## BEGIN Quoted passage

The new measure includes the following components:
Deposit Insurance. The federal government plans to establish a deposit insurance system by 2009 in an effort to increase financial system's stability. The post-event funded system will provide individual depositors with payments based on amounts on deposit up to a $20,000 cap within weeks of a financial institution's failure.
National credit regulation. State governments have agreed to a federal takeover of all consumer credit regulation starting in 2010. The new provision would cover mortgage and non-mortgage providers, finance brokers and other intermediaries.
Basel II. Mutual institutions are subject to strict new governance and risk management requirements following Australia's decision to apply Basel II to all banking institutions, regardless of their size, structure or operations.
Money laundering and terrorism financing. Credit unions are expanding their account identification, monitoring and reporting procedures following the passage of anti-money laundering and counter-terrorism financing laws.
Member registers. New national regulations are expected to provide greater protection to details held on mutual member registers. The changes will also allow credit union boards to review proposed communication with members in advance.

## END Quoted passage
## BEGIN Records provided

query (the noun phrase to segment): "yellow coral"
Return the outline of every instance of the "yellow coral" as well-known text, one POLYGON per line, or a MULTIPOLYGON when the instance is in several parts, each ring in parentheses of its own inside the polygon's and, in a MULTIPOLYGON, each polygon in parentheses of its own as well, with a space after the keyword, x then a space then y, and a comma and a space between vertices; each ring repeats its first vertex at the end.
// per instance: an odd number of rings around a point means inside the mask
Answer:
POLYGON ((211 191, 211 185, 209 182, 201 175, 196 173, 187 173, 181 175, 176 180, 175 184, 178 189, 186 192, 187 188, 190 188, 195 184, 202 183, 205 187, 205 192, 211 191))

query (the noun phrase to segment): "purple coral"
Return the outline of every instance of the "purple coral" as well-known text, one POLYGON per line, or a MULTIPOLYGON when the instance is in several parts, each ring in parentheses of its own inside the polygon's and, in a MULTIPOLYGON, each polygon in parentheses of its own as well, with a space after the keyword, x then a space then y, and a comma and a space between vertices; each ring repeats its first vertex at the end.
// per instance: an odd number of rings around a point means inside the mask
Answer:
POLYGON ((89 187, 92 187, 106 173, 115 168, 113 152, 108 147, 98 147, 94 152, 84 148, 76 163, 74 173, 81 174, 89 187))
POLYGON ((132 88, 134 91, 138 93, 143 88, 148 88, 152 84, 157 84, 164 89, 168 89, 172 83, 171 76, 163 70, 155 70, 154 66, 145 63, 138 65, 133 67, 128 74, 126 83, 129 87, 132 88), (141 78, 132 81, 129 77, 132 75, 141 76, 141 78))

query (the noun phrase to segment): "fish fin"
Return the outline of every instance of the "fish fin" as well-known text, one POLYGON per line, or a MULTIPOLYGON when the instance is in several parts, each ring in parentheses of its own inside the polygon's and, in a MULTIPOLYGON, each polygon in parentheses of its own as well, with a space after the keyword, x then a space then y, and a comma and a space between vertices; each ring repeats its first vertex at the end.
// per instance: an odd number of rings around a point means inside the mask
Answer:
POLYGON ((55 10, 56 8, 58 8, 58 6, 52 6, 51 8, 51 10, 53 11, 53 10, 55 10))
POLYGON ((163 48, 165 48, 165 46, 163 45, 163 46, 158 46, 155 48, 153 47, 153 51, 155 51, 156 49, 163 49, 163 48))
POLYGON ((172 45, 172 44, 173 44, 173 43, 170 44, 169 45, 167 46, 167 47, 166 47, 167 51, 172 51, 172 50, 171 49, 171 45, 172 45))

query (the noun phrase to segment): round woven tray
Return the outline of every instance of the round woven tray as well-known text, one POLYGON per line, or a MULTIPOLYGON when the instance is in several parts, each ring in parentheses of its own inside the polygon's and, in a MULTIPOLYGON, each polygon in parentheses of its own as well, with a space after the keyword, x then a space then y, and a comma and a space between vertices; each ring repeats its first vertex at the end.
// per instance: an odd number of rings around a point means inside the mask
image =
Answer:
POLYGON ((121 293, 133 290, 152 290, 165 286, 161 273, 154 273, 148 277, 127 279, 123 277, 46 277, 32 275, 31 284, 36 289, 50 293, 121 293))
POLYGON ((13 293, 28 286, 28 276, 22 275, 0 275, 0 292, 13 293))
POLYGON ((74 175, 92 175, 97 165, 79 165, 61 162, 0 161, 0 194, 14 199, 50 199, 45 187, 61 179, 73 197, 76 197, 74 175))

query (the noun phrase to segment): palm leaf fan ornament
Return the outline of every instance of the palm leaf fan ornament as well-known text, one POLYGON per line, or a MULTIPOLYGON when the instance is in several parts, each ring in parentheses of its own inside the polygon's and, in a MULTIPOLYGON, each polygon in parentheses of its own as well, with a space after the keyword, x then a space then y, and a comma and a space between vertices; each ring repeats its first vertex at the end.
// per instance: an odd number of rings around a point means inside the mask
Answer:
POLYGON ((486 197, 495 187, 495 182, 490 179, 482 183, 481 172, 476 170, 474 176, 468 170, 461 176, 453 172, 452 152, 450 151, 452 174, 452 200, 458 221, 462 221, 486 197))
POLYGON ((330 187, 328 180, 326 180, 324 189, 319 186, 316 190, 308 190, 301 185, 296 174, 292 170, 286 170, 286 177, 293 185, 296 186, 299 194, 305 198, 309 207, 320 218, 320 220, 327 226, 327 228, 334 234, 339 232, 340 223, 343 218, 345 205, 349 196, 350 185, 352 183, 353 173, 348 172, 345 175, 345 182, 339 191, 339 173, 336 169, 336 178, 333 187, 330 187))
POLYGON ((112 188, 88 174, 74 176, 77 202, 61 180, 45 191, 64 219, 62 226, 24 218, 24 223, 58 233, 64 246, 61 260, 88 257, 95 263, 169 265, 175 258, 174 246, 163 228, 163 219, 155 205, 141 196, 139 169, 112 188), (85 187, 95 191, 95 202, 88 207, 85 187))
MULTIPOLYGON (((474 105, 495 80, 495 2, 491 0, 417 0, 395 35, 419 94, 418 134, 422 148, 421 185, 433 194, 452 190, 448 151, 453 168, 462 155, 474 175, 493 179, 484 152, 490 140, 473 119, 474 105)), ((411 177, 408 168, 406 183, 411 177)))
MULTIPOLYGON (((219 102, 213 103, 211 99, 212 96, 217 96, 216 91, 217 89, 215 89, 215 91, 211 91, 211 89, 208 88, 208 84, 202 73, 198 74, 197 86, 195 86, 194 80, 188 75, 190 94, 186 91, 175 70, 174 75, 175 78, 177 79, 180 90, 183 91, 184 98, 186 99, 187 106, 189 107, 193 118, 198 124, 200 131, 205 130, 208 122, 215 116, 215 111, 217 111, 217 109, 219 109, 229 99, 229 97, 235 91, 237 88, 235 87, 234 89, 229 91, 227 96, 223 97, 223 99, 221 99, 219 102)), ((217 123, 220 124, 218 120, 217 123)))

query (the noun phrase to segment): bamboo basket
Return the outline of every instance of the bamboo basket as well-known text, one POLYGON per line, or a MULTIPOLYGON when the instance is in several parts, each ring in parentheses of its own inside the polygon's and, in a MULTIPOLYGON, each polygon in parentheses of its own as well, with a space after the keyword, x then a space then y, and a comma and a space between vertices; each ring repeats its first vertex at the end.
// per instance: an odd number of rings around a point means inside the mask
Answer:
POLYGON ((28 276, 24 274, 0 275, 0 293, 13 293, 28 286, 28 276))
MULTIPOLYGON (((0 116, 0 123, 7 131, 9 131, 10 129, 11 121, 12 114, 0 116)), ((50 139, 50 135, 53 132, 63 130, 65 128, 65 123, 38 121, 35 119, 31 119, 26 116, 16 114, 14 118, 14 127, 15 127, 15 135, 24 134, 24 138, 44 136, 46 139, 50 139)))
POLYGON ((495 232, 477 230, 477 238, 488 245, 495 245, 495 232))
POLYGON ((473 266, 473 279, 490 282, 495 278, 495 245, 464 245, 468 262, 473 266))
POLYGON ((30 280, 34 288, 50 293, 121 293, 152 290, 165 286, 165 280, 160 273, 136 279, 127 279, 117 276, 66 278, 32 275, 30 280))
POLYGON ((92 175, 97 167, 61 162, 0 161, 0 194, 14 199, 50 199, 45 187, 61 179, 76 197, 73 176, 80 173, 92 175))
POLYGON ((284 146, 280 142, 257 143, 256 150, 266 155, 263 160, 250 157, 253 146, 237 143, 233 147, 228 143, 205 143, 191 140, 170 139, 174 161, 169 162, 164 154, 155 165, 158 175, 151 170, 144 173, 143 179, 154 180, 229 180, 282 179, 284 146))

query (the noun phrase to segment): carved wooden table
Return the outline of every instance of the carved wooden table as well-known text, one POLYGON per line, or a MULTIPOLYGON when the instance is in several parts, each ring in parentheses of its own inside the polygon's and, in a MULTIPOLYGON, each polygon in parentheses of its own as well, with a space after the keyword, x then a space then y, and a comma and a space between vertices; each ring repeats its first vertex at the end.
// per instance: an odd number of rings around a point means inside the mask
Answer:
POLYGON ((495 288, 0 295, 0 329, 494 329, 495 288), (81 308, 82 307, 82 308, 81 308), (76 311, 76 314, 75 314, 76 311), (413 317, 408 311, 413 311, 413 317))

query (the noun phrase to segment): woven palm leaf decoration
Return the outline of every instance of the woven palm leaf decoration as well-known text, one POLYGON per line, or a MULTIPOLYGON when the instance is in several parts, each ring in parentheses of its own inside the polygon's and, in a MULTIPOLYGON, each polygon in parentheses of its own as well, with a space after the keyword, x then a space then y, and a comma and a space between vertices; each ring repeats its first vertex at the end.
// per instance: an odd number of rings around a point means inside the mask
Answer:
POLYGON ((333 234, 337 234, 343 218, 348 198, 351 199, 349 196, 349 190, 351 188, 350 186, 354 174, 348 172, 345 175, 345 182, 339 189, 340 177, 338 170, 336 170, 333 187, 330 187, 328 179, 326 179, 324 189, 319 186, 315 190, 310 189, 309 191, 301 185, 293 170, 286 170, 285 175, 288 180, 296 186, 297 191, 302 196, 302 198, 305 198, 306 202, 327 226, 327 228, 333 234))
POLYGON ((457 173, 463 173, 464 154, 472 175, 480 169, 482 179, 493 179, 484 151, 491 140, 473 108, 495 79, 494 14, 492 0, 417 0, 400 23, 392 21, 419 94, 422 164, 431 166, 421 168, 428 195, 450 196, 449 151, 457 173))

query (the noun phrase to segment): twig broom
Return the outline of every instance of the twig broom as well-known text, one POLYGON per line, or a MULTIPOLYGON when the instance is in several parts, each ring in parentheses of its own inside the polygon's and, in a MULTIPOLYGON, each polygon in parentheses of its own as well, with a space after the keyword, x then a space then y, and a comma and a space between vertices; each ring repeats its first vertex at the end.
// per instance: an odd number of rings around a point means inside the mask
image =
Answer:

## END Records provided

:: Requirement 1 ::
Reproduce the passage on the new financial measures from "National credit regulation." to "counter-terrorism financing laws.".
:: Requirement 2 ::
Carry the passage on the new financial measures forward from its last sentence by writing the part that comes next.

:: Expected answer 1 ::
National credit regulation. State governments have agreed to a federal takeover of all consumer credit regulation starting in 2010. The new provision would cover mortgage and non-mortgage providers, finance brokers and other intermediaries.
Basel II. Mutual institutions are subject to strict new governance and risk management requirements following Australia's decision to apply Basel II to all banking institutions, regardless of their size, structure or operations.
Money laundering and terrorism financing. Credit unions are expanding their account identification, monitoring and reporting procedures following the passage of anti-money laundering and counter-terrorism financing laws.

:: Expected answer 2 ::
Source: Abacus - Australian Mutuals, www.abacus.org.au
The British government in July published proposals for secondary legislation with the potential to have a significant impact on credit unions. The proposed changes include major reforms to field-of-membership legislation that will allow credit unions to serve more than one member group. Under the new proposals credit unions will also be able to provide services to organizations and pay interest rather than dividends on savings.
Proposals are being consulted upon until mid-October. The Association of British Credit Unions hopes that the changes will be in place by the mid-2009. The Financial Services Authority, which regulates British credit unions, will be consulting on changes to regulation to bring this into line with new legislation later in the year.
Reference link: www.hm-treasury.gov.uk./media/0/D/consult_lro230708.pdf
Source: ABCUL, www.abcul.org
The Irish government will increase the statutory limit for the deposit guarantee for credit unions, banks and building societies from €20,000 to €100,000 per depositor per institution. The cover will apply to 100% of each individual's deposit.
In announcing the decision, Minister for Finance Brian Lenihan said "I want it to be known that the government is confident about the strength and resilience of the Irish financial system. The Central Bank and financial regulator have stressed the soundness and stability of the Irish financial system. This measure provides additional reassurance to depositors in Ireland that their savings are safe. The new guarantee level is now among the highest in the EU."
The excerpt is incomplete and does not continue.